▸ **Task prompt**: Please put the records, from the line containing "If you could tag each instance of the dark" through the end of the records, into a Markdown table with the columns Row and Line, numbering each line and leaving out blank lines.
--*--
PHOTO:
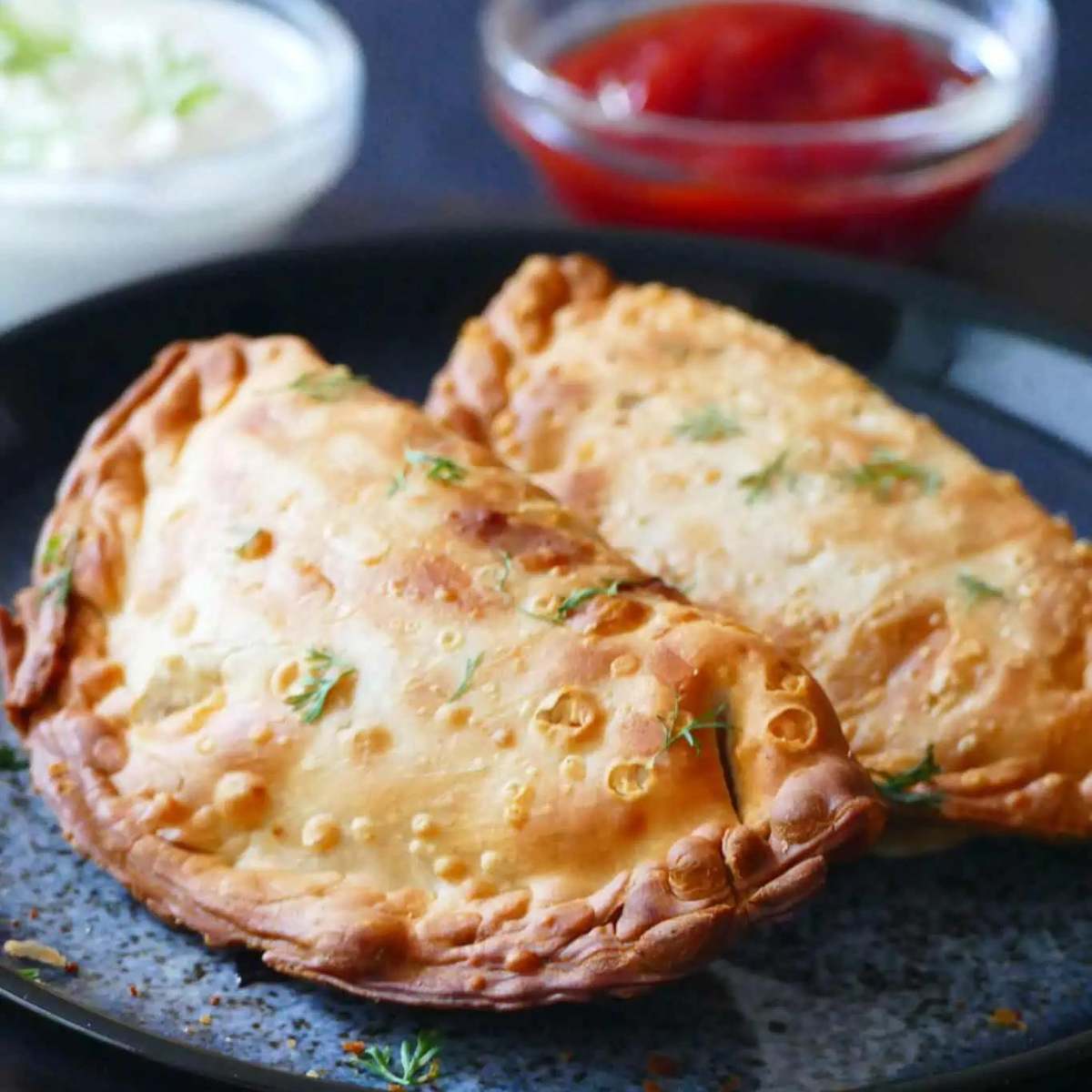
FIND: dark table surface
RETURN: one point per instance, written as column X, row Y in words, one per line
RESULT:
column 1032, row 243
column 426, row 136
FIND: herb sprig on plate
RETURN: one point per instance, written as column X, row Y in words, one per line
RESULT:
column 10, row 763
column 420, row 1062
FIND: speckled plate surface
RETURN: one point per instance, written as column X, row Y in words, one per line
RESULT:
column 889, row 978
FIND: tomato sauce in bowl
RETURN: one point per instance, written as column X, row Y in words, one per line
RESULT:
column 822, row 124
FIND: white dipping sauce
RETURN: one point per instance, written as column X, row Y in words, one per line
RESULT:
column 140, row 135
column 96, row 86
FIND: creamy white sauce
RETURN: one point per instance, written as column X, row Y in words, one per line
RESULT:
column 102, row 86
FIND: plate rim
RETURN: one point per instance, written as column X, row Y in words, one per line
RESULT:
column 935, row 292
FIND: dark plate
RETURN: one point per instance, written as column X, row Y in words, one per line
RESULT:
column 885, row 981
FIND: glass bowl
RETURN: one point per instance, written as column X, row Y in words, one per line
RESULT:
column 65, row 235
column 885, row 186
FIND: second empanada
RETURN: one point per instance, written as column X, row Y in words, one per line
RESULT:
column 947, row 615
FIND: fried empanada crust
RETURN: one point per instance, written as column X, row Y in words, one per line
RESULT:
column 933, row 599
column 309, row 672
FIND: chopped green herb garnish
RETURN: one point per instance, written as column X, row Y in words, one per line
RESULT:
column 762, row 481
column 884, row 470
column 328, row 386
column 472, row 665
column 26, row 49
column 10, row 763
column 420, row 1062
column 175, row 83
column 895, row 787
column 506, row 560
column 58, row 558
column 440, row 469
column 977, row 590
column 678, row 725
column 707, row 425
column 54, row 551
column 323, row 672
column 579, row 598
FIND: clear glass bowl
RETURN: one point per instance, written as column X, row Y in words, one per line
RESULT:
column 885, row 186
column 64, row 236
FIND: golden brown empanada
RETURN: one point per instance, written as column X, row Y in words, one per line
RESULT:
column 945, row 612
column 309, row 672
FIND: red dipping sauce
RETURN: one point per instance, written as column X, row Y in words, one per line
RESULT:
column 763, row 63
column 734, row 76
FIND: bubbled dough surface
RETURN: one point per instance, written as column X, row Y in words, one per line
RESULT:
column 404, row 784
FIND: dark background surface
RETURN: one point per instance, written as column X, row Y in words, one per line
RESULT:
column 430, row 153
column 426, row 136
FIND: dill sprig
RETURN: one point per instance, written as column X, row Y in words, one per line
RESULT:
column 419, row 1062
column 328, row 386
column 323, row 672
column 678, row 725
column 895, row 787
column 576, row 600
column 705, row 425
column 440, row 468
column 58, row 561
column 10, row 763
column 885, row 470
column 762, row 481
column 976, row 590
column 472, row 665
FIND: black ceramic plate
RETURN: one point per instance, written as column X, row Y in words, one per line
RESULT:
column 885, row 981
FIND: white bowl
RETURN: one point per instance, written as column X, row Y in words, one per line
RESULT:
column 66, row 236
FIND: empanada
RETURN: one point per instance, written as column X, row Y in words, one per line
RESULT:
column 309, row 672
column 945, row 612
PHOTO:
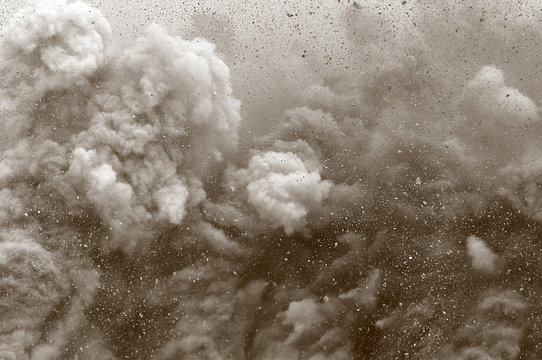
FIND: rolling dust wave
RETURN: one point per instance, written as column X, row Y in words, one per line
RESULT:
column 390, row 211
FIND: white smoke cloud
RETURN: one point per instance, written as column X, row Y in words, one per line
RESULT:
column 357, row 211
column 282, row 188
column 482, row 257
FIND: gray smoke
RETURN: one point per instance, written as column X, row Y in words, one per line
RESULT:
column 376, row 197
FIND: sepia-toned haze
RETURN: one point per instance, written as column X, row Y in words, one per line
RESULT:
column 314, row 180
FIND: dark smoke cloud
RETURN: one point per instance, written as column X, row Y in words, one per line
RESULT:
column 375, row 197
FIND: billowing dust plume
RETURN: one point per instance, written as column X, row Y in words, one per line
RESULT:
column 390, row 211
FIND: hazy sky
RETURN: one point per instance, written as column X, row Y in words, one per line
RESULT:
column 319, row 180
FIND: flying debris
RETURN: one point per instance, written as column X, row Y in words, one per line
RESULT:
column 166, row 197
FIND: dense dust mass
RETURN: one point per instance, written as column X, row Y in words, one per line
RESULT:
column 377, row 196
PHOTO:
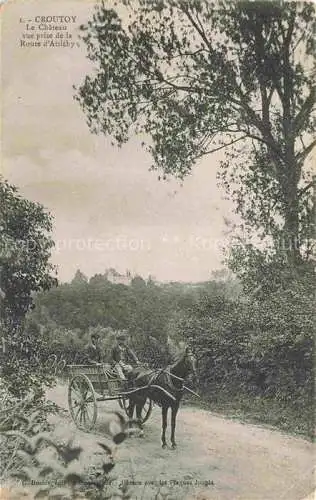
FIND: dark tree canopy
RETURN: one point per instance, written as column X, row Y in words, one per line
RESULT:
column 194, row 77
column 25, row 252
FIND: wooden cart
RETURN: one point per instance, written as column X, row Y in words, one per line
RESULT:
column 90, row 384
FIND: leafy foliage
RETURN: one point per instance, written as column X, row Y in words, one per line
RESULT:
column 51, row 469
column 197, row 77
column 25, row 252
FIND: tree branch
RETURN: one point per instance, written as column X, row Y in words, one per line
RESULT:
column 300, row 157
column 305, row 109
column 222, row 147
column 306, row 188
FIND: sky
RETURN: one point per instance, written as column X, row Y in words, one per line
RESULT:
column 109, row 210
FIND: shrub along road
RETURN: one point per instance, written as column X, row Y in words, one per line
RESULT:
column 216, row 458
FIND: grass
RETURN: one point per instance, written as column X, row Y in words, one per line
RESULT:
column 293, row 419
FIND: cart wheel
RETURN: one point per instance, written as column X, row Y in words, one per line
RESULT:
column 82, row 402
column 146, row 411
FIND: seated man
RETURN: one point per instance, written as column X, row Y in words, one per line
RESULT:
column 94, row 351
column 121, row 354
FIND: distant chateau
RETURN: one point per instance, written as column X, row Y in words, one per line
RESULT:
column 115, row 277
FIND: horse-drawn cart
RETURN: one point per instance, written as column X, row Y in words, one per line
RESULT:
column 90, row 384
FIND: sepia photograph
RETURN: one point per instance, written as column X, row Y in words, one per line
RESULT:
column 157, row 250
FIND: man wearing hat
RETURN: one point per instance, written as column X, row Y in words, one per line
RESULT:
column 122, row 354
column 94, row 351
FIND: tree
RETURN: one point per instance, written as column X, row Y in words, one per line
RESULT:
column 25, row 252
column 79, row 278
column 197, row 77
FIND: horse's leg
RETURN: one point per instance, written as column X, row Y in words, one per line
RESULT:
column 131, row 407
column 164, row 411
column 174, row 411
column 139, row 407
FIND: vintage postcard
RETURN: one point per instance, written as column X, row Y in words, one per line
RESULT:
column 156, row 250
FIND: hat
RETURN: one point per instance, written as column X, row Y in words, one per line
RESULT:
column 122, row 335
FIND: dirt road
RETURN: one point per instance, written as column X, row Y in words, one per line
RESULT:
column 216, row 458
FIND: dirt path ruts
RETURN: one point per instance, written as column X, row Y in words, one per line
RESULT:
column 216, row 458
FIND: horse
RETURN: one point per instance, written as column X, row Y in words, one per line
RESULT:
column 165, row 387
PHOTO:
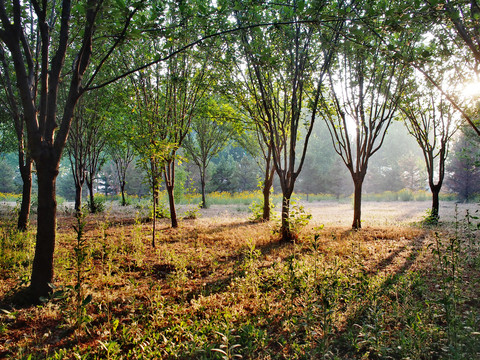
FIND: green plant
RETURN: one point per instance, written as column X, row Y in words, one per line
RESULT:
column 192, row 212
column 405, row 195
column 98, row 205
column 76, row 292
column 228, row 350
column 161, row 211
column 298, row 217
column 429, row 218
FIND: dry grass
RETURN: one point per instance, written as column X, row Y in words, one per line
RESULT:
column 223, row 273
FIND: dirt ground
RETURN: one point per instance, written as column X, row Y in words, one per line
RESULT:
column 341, row 214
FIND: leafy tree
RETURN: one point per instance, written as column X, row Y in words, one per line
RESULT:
column 121, row 151
column 463, row 171
column 431, row 121
column 210, row 133
column 50, row 45
column 10, row 106
column 85, row 143
column 286, row 67
column 365, row 90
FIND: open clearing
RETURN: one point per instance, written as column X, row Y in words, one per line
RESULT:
column 221, row 286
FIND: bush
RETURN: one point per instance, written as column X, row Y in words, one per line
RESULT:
column 98, row 205
column 405, row 195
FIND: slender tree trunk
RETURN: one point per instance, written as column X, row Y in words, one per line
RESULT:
column 435, row 203
column 171, row 201
column 286, row 229
column 93, row 207
column 78, row 197
column 170, row 185
column 42, row 269
column 357, row 204
column 154, row 217
column 122, row 189
column 267, row 185
column 26, row 173
column 202, row 185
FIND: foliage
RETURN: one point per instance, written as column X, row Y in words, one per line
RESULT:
column 206, row 293
column 192, row 212
column 98, row 205
column 256, row 210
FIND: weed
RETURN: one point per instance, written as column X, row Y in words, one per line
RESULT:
column 228, row 350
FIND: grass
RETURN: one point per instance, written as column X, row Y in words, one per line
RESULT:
column 223, row 287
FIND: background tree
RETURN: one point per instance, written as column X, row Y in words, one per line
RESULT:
column 463, row 170
column 286, row 66
column 12, row 108
column 431, row 122
column 210, row 133
column 365, row 90
column 41, row 41
column 85, row 143
column 121, row 151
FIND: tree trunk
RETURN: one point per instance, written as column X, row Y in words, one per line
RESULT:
column 267, row 185
column 286, row 229
column 26, row 173
column 357, row 204
column 122, row 189
column 42, row 269
column 170, row 185
column 171, row 201
column 92, row 205
column 78, row 197
column 202, row 185
column 435, row 203
column 154, row 217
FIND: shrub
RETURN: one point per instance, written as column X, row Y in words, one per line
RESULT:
column 98, row 205
column 405, row 195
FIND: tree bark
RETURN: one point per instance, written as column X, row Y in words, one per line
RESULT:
column 267, row 185
column 42, row 269
column 202, row 185
column 435, row 203
column 286, row 230
column 26, row 173
column 78, row 197
column 92, row 205
column 357, row 204
column 170, row 185
column 122, row 189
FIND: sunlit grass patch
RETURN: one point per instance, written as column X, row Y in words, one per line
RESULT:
column 223, row 282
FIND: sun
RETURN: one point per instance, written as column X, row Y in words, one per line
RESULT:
column 471, row 90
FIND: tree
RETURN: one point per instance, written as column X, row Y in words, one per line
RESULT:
column 464, row 168
column 431, row 121
column 122, row 153
column 13, row 109
column 85, row 144
column 285, row 70
column 210, row 133
column 365, row 90
column 42, row 39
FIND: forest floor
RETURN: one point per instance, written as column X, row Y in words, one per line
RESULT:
column 221, row 286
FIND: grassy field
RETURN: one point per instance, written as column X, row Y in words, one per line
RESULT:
column 223, row 287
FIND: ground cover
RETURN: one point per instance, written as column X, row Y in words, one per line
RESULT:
column 221, row 287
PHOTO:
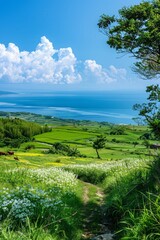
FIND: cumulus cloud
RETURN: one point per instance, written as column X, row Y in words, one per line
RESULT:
column 48, row 65
column 41, row 65
column 103, row 75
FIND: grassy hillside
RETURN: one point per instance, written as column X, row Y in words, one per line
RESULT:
column 52, row 195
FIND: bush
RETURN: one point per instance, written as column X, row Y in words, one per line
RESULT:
column 64, row 149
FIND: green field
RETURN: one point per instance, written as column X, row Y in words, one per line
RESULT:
column 57, row 196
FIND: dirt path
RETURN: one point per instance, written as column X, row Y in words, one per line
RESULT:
column 94, row 223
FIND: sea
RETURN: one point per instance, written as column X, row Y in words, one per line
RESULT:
column 109, row 106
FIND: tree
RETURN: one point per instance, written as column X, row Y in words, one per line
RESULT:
column 99, row 143
column 136, row 31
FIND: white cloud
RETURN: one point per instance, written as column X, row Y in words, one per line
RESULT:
column 38, row 66
column 104, row 75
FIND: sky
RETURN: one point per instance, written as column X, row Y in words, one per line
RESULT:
column 55, row 45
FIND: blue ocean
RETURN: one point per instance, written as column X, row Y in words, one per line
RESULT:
column 111, row 106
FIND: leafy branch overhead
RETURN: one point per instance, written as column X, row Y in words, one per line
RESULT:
column 136, row 31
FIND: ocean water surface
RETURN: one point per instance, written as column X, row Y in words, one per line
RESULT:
column 115, row 107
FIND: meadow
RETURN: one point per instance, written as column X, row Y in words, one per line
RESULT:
column 52, row 195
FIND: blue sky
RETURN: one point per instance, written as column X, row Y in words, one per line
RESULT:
column 56, row 45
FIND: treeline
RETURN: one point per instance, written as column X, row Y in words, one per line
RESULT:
column 15, row 131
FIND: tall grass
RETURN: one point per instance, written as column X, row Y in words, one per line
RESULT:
column 133, row 202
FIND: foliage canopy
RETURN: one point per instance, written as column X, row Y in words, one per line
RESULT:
column 136, row 31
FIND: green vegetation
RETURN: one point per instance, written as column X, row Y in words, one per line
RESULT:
column 137, row 31
column 15, row 131
column 56, row 187
column 99, row 143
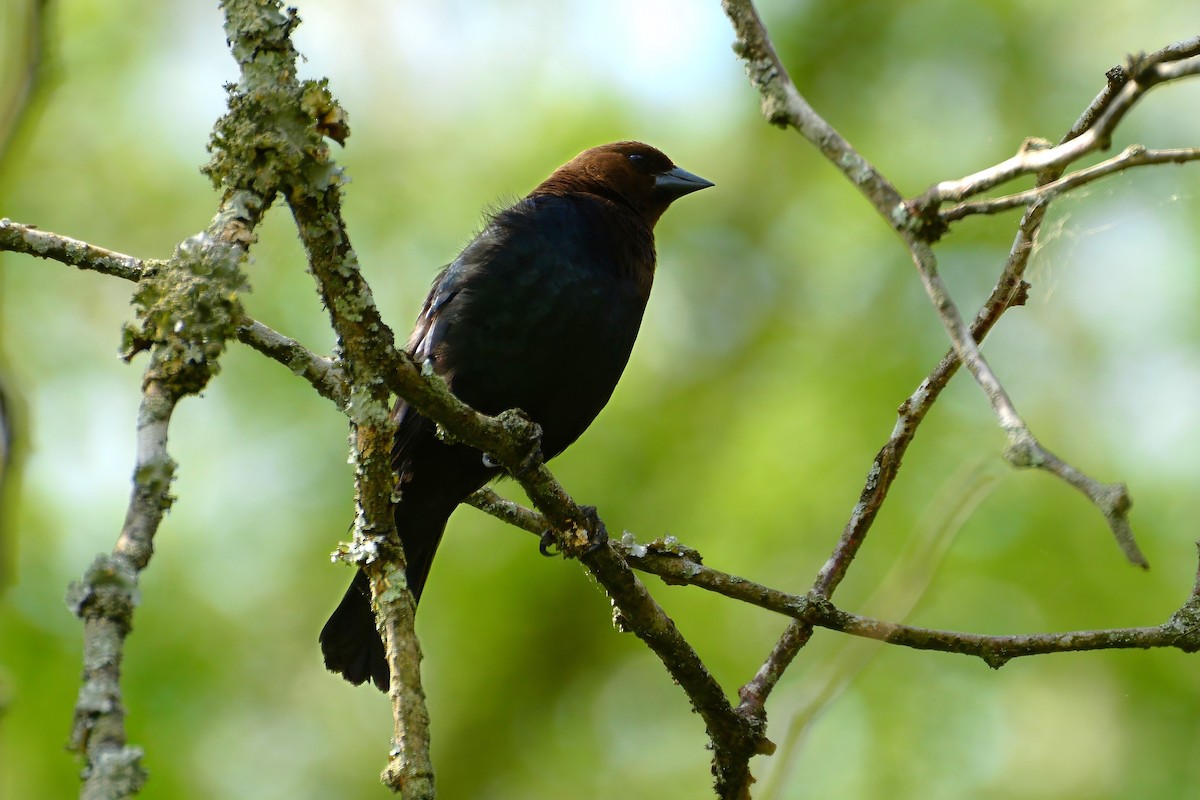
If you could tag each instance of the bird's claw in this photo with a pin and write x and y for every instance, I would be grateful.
(594, 534)
(598, 534)
(547, 542)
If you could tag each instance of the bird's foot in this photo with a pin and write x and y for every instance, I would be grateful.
(583, 540)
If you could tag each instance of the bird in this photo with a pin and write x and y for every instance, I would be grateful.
(539, 312)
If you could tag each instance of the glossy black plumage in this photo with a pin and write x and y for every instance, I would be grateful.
(539, 312)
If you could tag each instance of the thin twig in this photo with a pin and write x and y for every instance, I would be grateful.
(1135, 155)
(681, 565)
(323, 373)
(783, 104)
(1033, 157)
(30, 240)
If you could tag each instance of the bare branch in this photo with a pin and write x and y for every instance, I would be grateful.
(25, 239)
(783, 104)
(681, 565)
(1035, 157)
(324, 374)
(1135, 155)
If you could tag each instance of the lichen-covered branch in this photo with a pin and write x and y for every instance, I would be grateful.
(1138, 77)
(323, 373)
(189, 310)
(681, 565)
(19, 238)
(1135, 155)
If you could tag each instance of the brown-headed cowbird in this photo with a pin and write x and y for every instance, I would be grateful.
(539, 312)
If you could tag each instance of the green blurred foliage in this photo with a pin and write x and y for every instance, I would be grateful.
(785, 329)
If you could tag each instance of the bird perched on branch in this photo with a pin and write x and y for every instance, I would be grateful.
(539, 312)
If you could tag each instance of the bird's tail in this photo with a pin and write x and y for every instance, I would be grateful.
(349, 641)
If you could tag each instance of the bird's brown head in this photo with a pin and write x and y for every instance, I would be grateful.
(629, 173)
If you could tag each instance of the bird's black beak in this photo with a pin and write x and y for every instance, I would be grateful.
(676, 182)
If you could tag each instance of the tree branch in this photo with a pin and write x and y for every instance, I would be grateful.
(681, 565)
(784, 106)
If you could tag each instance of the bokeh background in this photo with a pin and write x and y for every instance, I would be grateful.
(785, 328)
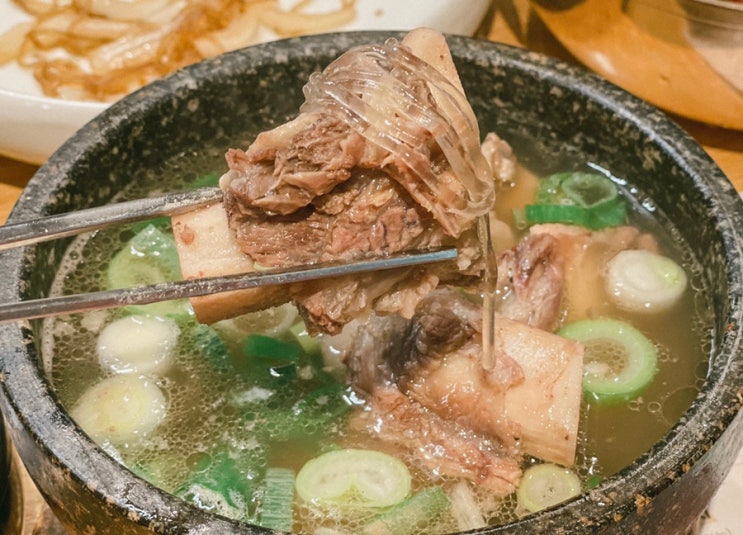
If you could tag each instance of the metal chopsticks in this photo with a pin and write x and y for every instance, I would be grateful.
(62, 225)
(52, 306)
(89, 219)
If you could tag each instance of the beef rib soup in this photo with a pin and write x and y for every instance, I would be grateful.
(565, 340)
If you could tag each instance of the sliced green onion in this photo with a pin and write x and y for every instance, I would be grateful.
(589, 190)
(588, 199)
(150, 257)
(271, 349)
(353, 477)
(278, 499)
(545, 485)
(217, 484)
(415, 515)
(643, 281)
(556, 213)
(310, 344)
(619, 362)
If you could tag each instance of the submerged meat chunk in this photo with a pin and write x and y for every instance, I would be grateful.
(530, 281)
(529, 403)
(585, 253)
(383, 157)
(439, 446)
(369, 214)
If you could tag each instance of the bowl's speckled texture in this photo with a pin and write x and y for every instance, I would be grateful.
(565, 110)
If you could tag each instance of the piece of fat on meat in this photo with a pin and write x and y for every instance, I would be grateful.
(546, 404)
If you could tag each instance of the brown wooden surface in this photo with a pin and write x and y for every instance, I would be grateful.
(513, 22)
(644, 46)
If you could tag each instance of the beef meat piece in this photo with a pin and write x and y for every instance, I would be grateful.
(439, 446)
(530, 281)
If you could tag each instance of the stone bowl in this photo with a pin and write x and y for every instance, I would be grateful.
(563, 109)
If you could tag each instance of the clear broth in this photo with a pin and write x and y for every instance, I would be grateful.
(207, 407)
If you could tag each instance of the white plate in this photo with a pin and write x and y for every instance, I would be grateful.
(34, 126)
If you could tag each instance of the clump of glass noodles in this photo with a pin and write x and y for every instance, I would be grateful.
(364, 404)
(385, 156)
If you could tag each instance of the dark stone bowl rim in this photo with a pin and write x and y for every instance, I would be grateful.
(711, 413)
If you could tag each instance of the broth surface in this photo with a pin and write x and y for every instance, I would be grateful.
(224, 407)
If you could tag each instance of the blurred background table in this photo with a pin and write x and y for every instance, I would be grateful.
(515, 22)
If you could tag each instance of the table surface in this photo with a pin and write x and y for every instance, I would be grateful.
(513, 22)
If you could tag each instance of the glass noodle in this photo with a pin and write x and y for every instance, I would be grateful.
(402, 88)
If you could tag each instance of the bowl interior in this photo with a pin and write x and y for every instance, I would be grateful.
(565, 111)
--*--
▸ **Exercise response**:
| Row | Line |
|---|---|
| 1 | If you could tag each instance of the dark stone bowl rim in this photo with a pin and write x and y for every instance, I would be grateful. |
| 2 | (711, 413) |
| 3 | If you could tag each instance of the broth surface in this photo with a pin and write x and y for every instance, I would be grateful. |
| 4 | (224, 407) |
| 5 | If you could tag each instance of the blurred background table in this photo with a pin and write x and y for every instance, I would be grateful. |
| 6 | (515, 22) |
| 7 | If you could tag each instance of the table surface in this photo with a pin and write x and y for every instance, I would be grateful. |
| 8 | (513, 22) |
| 9 | If you could tag each instance of the glass noodle in this photo with a pin and write x and y for every instance, I would be grateful. |
| 10 | (402, 88) |
| 11 | If you could tag each instance of the bowl interior in this photo with a pin and write x and y for every instance, I would be grateful. |
| 12 | (565, 111) |